QUESTIONS →
(A) From the text on gold's rally below, set down everything from "Having said that" down to "Corp to Bloomberg.".
(B) Answer these questions using the text on gold's rally below:
(i) By approximately what percentage has the gold price risen this year?
(ii) By how much has the Yen fallen in the past 4 months?
(iii) What are Five year Treasuries yielding once the effects of inflation are stripped out?

TEXT BLOCK →
=-=-=
If you’ve been following the headlines, you would have seen that gold has been on a rally of some kind. If you’re like us, you may have wondered what exactly drove this surge? To put it simply, it points to economic uncertainty.
Gold price has risen approximately 30% this year already.
Say you bought THB100k worth of gold in January and held onto it, then sold it this month, you would have roughly ended up with THB130k in just 7 months. That’s not bad at all.
So, gold price is tied to multiple things, but historically when the economy is heading towards uncharted territories, gold typically goes up. This is because investors see gold as a safe haven when they wish to hedge their bets against a falling dollar and instability in financial markets.
Gold historically has also moved in the opposite direction of the interest rate and the dollar.
In Context: The US Dollar
The US dollar has shown signs of weakening, and this started as early as mid 2019 when the US Central Bank (Fed) signaled a cut of interest rate because of uncertainty caused by US’s trade battle with China. Then, market uncertainty was further cemented by the Covid-19 outbreak, which then led the Fed to unleash a series of stimulus to aid the economy and to offset some of the initial shock at the height of the outbreak. This, combined with the US government’s stimulus measures, from the checks, PPP loans and unemployment relief further increases government debt.
Knowing this, it further drives investors to seek out gold as a hedge against inflation (generally rising prices of goods and services within a particular economy), which can be caused by mounting debt. Higher inflation can make the real interest rates down to negative. A real interest rate is one that neglects an effect of inflation
The US dollar index is typically a benchmark of value against a basket of other currencies, from the Euro to the Japanese Yen. The Yen has fallen 8% in the past 4 months.
Why has the gold price suddenly surged again?
Okay. So right now, Five year Treasuries are now yielding -1.16% once the effects of inflation is stripped out, its lowest close in seven years. A negative interest rate implies that if you deposit money into a bank for a period of time, your money will actually be less valuable when you make a withdrawal. This has led people to turn to gold, as a “Store of Value” instead of a regular savings account at a bank.
Having said that though, after adjusted inflation, the price of gold is still below its peak back in 2011, and far below an all time high from 1980.
The main driver behind gold’s latest rally “has been the real rates that continue to plummet and don’t show signs of easing anytime soon,” said Edward Moya, a senior market analyst at Oanda Corp to Bloomberg.
=-=-=
DATA →
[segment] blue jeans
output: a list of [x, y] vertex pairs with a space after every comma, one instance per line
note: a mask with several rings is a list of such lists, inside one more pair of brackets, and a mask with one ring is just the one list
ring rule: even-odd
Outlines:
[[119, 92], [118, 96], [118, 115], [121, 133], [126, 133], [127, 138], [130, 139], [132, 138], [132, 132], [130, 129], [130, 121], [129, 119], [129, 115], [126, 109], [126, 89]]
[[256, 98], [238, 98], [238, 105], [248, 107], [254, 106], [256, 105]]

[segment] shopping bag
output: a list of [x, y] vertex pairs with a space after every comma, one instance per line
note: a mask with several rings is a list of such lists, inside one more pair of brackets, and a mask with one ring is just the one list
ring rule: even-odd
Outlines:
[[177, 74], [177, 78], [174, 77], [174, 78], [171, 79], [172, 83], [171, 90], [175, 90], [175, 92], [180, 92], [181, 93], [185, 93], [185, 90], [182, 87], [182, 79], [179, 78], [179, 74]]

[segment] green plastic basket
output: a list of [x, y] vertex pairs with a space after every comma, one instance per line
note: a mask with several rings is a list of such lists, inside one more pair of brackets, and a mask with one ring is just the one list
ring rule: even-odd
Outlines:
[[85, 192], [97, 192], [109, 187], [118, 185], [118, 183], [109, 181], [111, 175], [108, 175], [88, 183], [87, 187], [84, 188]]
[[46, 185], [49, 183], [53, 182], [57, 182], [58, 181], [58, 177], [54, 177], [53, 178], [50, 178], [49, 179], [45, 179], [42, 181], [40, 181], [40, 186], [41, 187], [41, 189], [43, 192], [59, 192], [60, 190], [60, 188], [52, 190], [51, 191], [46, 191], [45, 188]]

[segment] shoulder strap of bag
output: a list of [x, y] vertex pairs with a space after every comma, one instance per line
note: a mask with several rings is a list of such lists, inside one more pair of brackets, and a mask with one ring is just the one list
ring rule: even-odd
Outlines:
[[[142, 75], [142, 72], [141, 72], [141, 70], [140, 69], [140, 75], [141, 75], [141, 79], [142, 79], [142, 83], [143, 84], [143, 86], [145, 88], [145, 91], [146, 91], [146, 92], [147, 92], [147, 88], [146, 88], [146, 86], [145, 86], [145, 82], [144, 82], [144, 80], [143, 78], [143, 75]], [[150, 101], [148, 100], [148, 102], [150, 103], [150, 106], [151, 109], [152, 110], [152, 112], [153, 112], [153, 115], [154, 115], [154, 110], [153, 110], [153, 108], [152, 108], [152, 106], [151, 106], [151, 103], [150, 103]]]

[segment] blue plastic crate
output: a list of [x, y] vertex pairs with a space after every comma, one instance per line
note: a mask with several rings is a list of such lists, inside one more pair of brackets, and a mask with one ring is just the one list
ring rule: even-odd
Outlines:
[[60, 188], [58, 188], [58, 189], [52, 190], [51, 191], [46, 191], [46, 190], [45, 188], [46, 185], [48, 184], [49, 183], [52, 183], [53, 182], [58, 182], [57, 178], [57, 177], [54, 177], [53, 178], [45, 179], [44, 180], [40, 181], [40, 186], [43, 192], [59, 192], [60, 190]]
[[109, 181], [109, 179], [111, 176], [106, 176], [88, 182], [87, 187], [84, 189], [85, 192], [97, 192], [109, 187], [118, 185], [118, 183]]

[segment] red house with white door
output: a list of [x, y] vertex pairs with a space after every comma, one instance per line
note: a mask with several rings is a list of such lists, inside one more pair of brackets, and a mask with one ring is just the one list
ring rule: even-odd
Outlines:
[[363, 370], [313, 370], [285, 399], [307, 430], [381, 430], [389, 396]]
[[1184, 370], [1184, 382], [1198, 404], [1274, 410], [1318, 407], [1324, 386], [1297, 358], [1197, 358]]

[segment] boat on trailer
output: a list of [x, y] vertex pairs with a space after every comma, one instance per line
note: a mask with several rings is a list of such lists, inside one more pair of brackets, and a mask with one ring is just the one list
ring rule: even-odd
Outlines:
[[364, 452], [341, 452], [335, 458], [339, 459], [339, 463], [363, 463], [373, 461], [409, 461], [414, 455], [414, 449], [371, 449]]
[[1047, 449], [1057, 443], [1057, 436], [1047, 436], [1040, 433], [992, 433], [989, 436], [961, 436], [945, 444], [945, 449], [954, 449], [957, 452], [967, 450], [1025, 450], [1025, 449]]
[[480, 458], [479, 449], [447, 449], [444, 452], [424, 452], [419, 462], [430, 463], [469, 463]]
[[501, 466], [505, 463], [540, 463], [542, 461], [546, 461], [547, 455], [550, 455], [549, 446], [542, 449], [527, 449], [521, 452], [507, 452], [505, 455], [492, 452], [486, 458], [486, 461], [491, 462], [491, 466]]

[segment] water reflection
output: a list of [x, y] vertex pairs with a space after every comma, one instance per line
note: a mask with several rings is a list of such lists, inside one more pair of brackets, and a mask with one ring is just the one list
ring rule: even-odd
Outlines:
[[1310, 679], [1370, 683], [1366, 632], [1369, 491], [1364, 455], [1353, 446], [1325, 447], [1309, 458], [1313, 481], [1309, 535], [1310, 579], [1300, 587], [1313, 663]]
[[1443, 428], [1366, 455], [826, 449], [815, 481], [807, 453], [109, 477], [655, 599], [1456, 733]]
=-=-=
ANSWER LIST →
(A)
Having said that though, after adjusted inflation, the price of gold is still below its peak back in 2011, and far below an all time high from 1980.
The main driver behind gold’s latest rally “has been the real rates that continue to plummet and don’t show signs of easing anytime soon,” said Edward Moya, a senior market analyst at Oanda Corp to Bloomberg.

(B)
(i) Approximately 30%.
(ii) 8%.
(iii) -1.16%.